Selected extract:
[BEGIN]
It seems that this course's curriculum centers on the hardware/algorithmic/mathematical level more than the semantics and ontology of modern object programming. The latter is much more philosophically interesting to me, and to me it's that side of things that gets closer to the pertinent philosophical questions that are raised by the dominance of computers in our society.
Also, no reference at all to the massive amount on The Philosophy of Technology written in the last hundred years? No Heidegger, Ellul, McLuhan?
It seems to me that abstract, domain-level programming concerns like object hierarchies are more essential than algorithms or binary math to the intersection between Computer Science and Philosophy. Once you get past the parallels between, say Philosophical Logic and Digital Logic (the first six weeks of both classes cover many of the same rules -- DeMorgan, etc.), I think the most pressing concerns are best addressed within the realm of the Humanities, Liberal Arts, and a broad Philosophical discourse.
The curriculum I'd like to see might have topics like:
* Christopher Alexander, Aristotle and the Gang of Four: Are Design Patterns Nominalist or Formalist/Realist in nature? (You could go for a while on this one. I'd love to see the GOF's appropriation of Alexander critiqued, and maybe brought into contact with the concerns raised in Heidegger's essay The Question Concerning Technology).
* Building, Dwelling, Coding
* The Question Concerning Technology Revisited: Are we now Standing Reserves of Information?
* Russell, Pierce, Saussure and the semantics of type systems
* Bergson and Agile -- the relationship between intuition and iterative process
Or something like that. You get the idea (or not...)
However, a course in general philosophy of computing and technology should include a far wider range of topics than just the ones listed in the original entry. It should include ethics and applied philosophy as well.
One thing that interests me is the "inductive leap" implicit in all modeling situations. You have empirical risk minimization, Bayesian, MML, MDL and others all taking a different approach to taking the leap. You also have the "mind projection" fallacy Jaynes liked to talk about.
Understanding what modelers do is a good way to understand what AI will be doing.
Those are research topics, not items for a curriculum. Certainly they have the potential to make interesting papers, but they're far too narrow to support an entire course of study.
Yeah, point taken. Or maybe each one as a graduate seminar or something. That said it seemed to me a number of topics in the UVA course descriptions were just as specific. Anyway, these were just titles I pulled out of the air, to get in the ballpark of issues closer to my philosophical bent.
The real problem is that there aren't any core texts for Philosophy of Computers, so just about anything you put together is going to end up looking like research.
I think though for a curriculum I would like to see more basic Philosophy of Technology and applied philosophical principles, particularly the ontological status of code and programs, and how we might relate Aristotelian notions of form to things like object hierarchies.
[END]
Data lines:
[BEGIN]
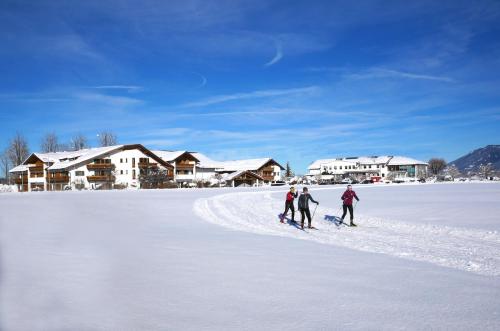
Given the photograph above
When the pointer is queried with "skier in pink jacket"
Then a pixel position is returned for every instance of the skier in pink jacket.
(347, 197)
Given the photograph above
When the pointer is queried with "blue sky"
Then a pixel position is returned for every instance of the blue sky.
(292, 80)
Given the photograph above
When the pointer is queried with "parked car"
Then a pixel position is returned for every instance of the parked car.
(346, 181)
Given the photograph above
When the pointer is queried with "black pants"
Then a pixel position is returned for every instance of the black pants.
(308, 214)
(289, 206)
(351, 211)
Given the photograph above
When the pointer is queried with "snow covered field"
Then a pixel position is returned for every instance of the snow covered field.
(424, 257)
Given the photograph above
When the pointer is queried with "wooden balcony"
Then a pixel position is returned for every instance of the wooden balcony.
(101, 178)
(184, 166)
(21, 180)
(100, 166)
(58, 179)
(147, 165)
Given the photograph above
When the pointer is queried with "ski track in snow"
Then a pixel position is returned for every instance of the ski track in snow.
(472, 250)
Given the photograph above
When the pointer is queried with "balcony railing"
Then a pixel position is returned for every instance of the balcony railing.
(21, 180)
(100, 166)
(147, 165)
(58, 179)
(101, 178)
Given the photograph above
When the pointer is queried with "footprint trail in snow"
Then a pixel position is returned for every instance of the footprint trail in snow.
(472, 250)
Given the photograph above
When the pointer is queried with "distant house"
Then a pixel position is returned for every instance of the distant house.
(184, 163)
(265, 170)
(94, 168)
(368, 167)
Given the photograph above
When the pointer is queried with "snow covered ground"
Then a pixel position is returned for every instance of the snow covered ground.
(424, 257)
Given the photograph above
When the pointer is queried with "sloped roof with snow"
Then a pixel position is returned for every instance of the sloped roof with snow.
(206, 162)
(250, 164)
(19, 168)
(236, 174)
(169, 156)
(66, 158)
(391, 160)
(401, 160)
(317, 164)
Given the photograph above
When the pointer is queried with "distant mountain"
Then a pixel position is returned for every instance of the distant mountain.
(472, 161)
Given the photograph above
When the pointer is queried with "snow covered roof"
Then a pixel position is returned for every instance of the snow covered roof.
(19, 168)
(373, 159)
(169, 156)
(206, 162)
(401, 160)
(392, 160)
(69, 159)
(250, 164)
(318, 163)
(236, 174)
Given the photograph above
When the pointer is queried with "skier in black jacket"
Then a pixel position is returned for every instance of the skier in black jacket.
(304, 207)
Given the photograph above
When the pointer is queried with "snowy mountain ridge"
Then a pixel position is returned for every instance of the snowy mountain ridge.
(484, 155)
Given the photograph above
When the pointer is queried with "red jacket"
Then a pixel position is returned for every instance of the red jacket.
(290, 196)
(348, 196)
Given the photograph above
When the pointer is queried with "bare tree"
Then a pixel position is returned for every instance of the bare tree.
(436, 165)
(107, 138)
(18, 150)
(5, 165)
(486, 170)
(50, 143)
(78, 142)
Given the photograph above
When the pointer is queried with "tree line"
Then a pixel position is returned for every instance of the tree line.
(18, 148)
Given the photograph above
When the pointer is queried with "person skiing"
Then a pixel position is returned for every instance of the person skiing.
(290, 196)
(304, 207)
(347, 197)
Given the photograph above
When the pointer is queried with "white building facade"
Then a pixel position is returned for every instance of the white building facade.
(375, 168)
(120, 166)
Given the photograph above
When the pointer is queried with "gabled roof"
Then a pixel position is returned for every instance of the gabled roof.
(390, 160)
(250, 164)
(72, 159)
(317, 164)
(84, 155)
(206, 162)
(19, 168)
(171, 156)
(236, 174)
(401, 160)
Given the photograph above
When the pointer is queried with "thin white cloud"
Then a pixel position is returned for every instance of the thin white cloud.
(118, 87)
(251, 95)
(116, 101)
(388, 73)
(277, 57)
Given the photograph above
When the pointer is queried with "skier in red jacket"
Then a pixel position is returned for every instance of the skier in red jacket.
(347, 197)
(290, 196)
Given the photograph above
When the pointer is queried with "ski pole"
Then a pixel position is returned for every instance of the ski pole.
(314, 212)
(338, 211)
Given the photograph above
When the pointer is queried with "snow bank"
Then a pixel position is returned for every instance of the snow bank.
(466, 249)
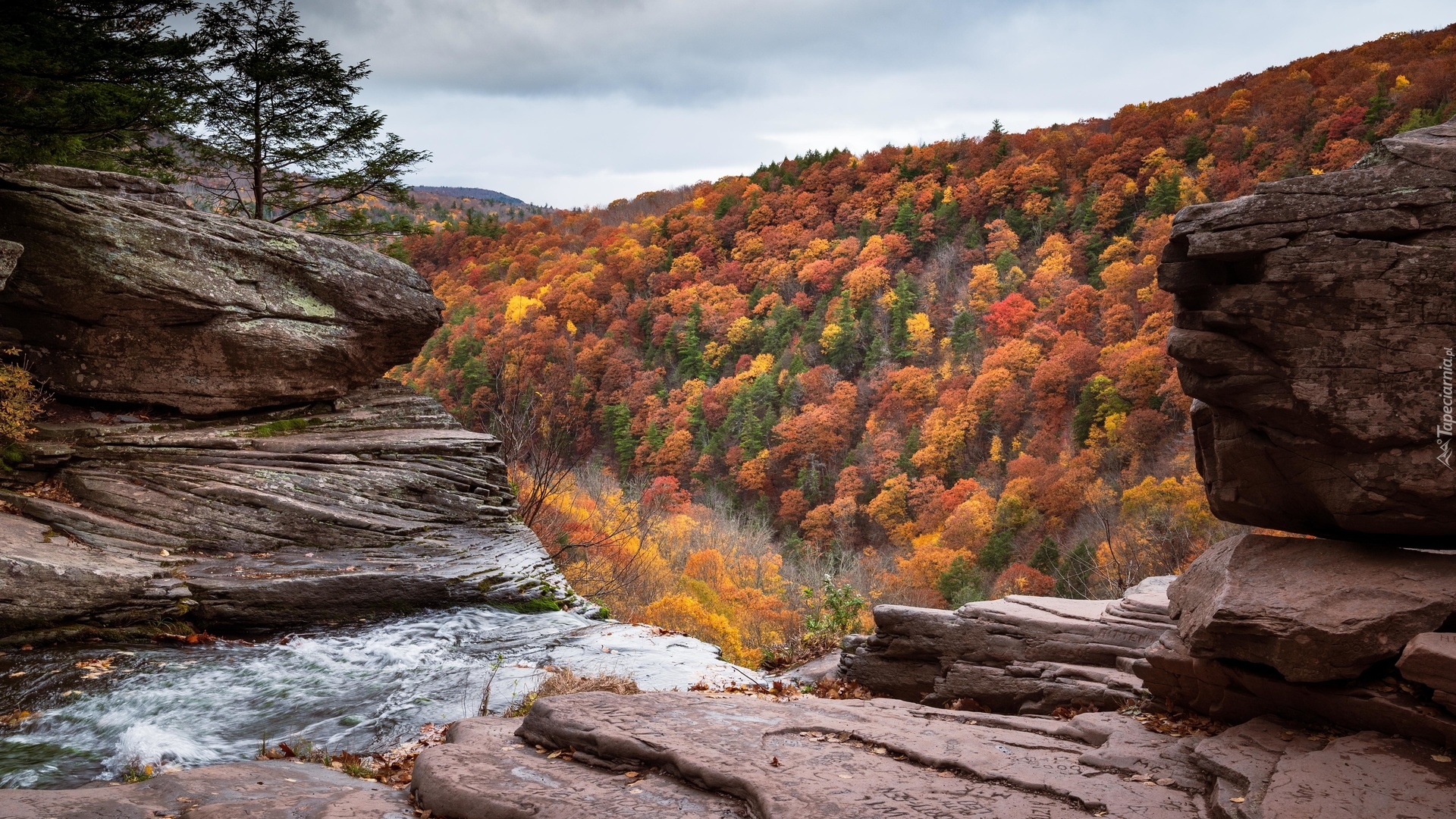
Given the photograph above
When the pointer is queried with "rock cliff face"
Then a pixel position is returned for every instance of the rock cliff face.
(1313, 328)
(124, 297)
(372, 504)
(278, 483)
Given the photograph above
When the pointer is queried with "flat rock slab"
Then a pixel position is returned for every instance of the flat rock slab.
(851, 758)
(1312, 610)
(242, 790)
(487, 773)
(1362, 776)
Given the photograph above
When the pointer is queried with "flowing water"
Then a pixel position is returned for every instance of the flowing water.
(101, 708)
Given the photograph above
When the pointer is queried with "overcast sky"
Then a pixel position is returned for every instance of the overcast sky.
(577, 102)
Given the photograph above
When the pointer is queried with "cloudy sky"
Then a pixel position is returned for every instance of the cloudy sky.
(577, 102)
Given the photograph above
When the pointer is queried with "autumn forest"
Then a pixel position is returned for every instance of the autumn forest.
(924, 375)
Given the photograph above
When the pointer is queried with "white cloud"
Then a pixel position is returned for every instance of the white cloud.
(577, 102)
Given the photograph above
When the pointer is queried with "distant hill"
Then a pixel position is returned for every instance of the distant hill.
(468, 193)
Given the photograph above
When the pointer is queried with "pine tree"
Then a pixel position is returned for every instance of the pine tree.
(93, 83)
(281, 137)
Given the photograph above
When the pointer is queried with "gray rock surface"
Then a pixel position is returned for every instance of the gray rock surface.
(484, 771)
(142, 302)
(1312, 610)
(372, 504)
(1313, 330)
(1019, 653)
(258, 790)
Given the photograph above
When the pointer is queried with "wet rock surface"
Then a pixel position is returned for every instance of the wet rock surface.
(1313, 330)
(124, 297)
(223, 792)
(485, 771)
(370, 504)
(1310, 610)
(1019, 653)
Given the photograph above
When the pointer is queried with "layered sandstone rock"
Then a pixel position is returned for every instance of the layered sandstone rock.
(1019, 653)
(1310, 610)
(1430, 659)
(123, 297)
(1237, 692)
(370, 504)
(889, 758)
(1313, 330)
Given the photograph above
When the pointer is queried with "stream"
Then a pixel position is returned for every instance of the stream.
(98, 708)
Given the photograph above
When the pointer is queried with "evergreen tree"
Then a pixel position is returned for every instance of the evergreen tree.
(93, 83)
(281, 137)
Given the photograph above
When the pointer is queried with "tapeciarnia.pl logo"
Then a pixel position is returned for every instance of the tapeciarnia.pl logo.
(1448, 426)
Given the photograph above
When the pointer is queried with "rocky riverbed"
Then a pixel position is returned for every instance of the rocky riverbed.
(80, 714)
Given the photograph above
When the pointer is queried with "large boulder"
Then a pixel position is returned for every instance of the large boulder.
(1313, 328)
(124, 297)
(1310, 610)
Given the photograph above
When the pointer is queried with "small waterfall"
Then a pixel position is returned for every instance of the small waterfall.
(366, 687)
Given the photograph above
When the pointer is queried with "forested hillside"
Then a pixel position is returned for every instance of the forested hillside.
(934, 371)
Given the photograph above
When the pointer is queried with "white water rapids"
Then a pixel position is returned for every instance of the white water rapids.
(357, 689)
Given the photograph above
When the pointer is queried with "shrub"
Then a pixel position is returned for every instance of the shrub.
(20, 401)
(565, 681)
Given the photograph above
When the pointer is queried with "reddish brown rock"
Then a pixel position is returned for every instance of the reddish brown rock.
(1360, 777)
(9, 257)
(1237, 692)
(128, 299)
(484, 771)
(1244, 760)
(1019, 653)
(851, 758)
(1310, 610)
(1312, 328)
(1430, 659)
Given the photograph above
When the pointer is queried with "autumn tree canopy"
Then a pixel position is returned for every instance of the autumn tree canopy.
(951, 356)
[END]
Written request: Reproduce the curriculum discussion word for word, beginning at the words "One thing that" and stopping after "course of study.". The items play no part in working with the curriculum discussion.

Result for this task:
One thing that interests me is the "inductive leap" implicit in all modeling situations. You have empirical risk minimization, Bayesian, MML, MDL and others all taking a different approach to taking the leap. You also have the "mind projection" fallacy Jaynes liked to talk about.
Understanding what modelers do is a good way to understand what AI will be doing.
Those are research topics, not items for a curriculum. Certainly they have the potential to make interesting papers, but they're far too narrow to support an entire course of study.